### SUPPLIED TEXT
- - - - -

2. Compensation Client shall compensate Consultant for
consulting services ("Consulting Services") rendered pursuant to
this Agreement as follows:
a. Client shall issue to Consultant and/or its designees,
3,000,000 shares of its Restricted Common Stock valued at $0.01
par value.
b. Client shall issue to Consultant, shares of its common stock
in an amount not to exceed ten percent (10%) of the total issued
and outstanding shares of Client which amount is to be based on
the total issued and outstanding shares of Client after a
Reorganization between Client and a Reorganization Candidate.
c. Consultant shall also be entitled to any cash fee that it is
able to achieve from the reorganization candidate.
d. All shares issued to Consultant pursuant to Section 2(b) of
this Agreement shall be registered under Rule 504 of Regulation D
of the Securities and Exchange Act (the "Act"). If Consultant's
shares are deemed restricted under the Act, such shares shall
have "piggy back" registration rights with any registration
statement, such statement filed at such time as Client, in its
sole discretion, deems advisable.

- - - - -

### OBJECTIVE
Reproduce the compensation clause above word for word, from start to finish.

Entries from a dataset
- - - - -

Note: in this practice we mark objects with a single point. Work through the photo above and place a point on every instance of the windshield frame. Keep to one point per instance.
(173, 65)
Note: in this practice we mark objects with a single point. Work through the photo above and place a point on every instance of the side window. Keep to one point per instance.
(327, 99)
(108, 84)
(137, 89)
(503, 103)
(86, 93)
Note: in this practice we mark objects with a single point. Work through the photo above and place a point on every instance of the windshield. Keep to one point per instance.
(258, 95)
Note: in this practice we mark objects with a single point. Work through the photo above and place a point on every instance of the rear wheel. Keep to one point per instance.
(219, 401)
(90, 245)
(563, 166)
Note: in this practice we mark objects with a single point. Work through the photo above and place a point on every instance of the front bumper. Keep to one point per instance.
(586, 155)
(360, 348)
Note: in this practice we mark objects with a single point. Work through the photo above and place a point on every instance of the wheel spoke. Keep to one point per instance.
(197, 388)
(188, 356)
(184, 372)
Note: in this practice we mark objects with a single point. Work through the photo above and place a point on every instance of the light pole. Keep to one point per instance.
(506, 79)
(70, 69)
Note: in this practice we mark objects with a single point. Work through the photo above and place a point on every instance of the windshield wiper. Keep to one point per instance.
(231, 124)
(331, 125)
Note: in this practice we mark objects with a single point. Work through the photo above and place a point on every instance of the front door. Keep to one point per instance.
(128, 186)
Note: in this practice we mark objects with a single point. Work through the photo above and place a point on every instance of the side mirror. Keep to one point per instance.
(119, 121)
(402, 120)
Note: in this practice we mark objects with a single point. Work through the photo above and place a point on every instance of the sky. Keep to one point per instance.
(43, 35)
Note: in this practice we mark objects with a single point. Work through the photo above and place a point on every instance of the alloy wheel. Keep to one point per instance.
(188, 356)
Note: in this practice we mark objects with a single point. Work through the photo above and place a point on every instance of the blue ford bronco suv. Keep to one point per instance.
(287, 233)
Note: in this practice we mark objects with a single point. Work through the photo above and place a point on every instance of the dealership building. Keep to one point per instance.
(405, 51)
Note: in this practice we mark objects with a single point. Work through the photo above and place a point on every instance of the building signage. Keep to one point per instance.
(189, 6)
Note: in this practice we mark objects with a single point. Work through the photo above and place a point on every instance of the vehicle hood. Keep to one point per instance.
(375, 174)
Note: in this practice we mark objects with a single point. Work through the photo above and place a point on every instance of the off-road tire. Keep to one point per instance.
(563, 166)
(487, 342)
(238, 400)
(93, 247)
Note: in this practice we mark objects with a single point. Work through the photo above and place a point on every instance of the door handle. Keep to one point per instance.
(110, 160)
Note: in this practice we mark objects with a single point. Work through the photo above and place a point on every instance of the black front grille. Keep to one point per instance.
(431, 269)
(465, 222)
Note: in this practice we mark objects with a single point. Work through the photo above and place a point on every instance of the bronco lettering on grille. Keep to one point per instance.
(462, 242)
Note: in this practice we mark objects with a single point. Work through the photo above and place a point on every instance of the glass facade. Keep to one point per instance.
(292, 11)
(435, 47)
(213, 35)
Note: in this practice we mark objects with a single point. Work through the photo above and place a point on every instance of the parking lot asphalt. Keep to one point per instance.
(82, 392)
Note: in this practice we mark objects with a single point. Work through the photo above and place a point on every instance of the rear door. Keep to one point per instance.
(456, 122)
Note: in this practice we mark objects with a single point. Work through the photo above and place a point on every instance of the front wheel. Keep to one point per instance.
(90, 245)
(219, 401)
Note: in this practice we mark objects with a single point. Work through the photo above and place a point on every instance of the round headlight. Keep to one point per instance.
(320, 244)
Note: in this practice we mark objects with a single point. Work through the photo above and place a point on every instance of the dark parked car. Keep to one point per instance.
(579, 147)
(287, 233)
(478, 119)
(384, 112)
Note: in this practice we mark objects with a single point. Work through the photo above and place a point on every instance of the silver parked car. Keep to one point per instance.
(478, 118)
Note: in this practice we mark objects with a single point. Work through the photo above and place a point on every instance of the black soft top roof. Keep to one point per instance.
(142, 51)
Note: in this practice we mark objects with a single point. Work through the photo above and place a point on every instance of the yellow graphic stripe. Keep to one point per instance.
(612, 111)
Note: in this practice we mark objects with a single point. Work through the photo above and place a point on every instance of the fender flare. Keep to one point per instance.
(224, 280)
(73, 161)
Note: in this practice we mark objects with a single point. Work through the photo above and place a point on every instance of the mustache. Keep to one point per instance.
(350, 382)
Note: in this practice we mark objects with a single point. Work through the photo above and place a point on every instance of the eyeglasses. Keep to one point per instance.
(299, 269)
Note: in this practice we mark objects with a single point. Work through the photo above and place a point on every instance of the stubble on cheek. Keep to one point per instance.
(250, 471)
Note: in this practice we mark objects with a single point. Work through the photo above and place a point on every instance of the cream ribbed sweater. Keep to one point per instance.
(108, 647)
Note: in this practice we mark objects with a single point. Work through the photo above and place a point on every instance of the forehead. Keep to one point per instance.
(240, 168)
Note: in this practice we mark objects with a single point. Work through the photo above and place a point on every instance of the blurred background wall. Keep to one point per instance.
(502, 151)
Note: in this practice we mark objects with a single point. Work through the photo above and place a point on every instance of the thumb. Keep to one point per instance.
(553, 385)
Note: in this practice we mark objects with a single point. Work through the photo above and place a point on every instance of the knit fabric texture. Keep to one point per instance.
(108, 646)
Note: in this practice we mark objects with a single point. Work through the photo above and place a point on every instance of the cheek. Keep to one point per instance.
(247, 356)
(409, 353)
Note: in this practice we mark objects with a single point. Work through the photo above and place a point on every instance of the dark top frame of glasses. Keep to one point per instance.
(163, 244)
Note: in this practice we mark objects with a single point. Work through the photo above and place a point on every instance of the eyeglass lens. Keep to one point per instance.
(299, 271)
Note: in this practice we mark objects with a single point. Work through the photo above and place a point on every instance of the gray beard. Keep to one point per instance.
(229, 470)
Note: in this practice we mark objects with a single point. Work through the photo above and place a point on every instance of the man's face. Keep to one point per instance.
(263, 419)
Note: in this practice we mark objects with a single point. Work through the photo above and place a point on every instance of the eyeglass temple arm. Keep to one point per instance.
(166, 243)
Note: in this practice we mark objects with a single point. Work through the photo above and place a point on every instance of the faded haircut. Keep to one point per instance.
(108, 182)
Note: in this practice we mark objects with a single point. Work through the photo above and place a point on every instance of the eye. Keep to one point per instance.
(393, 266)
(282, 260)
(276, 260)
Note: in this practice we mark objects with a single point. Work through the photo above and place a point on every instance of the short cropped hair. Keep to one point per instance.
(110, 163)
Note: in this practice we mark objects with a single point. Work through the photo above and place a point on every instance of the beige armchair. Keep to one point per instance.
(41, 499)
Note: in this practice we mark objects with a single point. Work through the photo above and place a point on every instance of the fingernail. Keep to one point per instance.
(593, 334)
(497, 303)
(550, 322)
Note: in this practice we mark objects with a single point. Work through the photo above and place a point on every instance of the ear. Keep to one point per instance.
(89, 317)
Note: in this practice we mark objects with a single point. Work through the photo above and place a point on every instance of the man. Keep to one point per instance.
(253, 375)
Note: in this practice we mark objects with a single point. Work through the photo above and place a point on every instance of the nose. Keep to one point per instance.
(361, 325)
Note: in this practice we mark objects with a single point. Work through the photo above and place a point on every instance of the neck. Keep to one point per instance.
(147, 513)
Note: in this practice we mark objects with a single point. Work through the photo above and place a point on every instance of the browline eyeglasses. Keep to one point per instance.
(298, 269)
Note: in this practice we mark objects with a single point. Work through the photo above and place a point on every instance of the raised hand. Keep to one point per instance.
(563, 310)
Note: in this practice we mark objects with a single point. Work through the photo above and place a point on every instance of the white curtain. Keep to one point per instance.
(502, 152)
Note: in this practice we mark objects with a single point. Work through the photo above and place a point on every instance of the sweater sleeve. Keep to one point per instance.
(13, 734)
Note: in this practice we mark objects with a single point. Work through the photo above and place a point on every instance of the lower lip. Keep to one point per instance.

- - - - -

### REPLY TO THE TASK
2. Compensation Client shall compensate Consultant for
consulting services ("Consulting Services") rendered pursuant to
this Agreement as follows:
a. Client shall issue to Consultant and/or its designees,
3,000,000 shares of its Restricted Common Stock valued at $0.01
par value.
b. Client shall issue to Consultant, shares of its common stock
in an amount not to exceed ten percent (10%) of the total issued
and outstanding shares of Client which amount is to be based on
the total issued and outstanding shares of Client after a
Reorganization between Client and a Reorganization Candidate.
c. Consultant shall also be entitled to any cash fee that it is
able to achieve from the reorganization candidate.
d. All shares issued to Consultant pursuant to Section 2(b) of
this Agreement shall be registered under Rule 504 of Regulation D
of the Securities and Exchange Act (the "Act"). If Consultant's
shares are deemed restricted under the Act, such shares shall
have "piggy back" registration rights with any registration
statement, such statement filed at such time as Client, in its
sole discretion, deems advisable.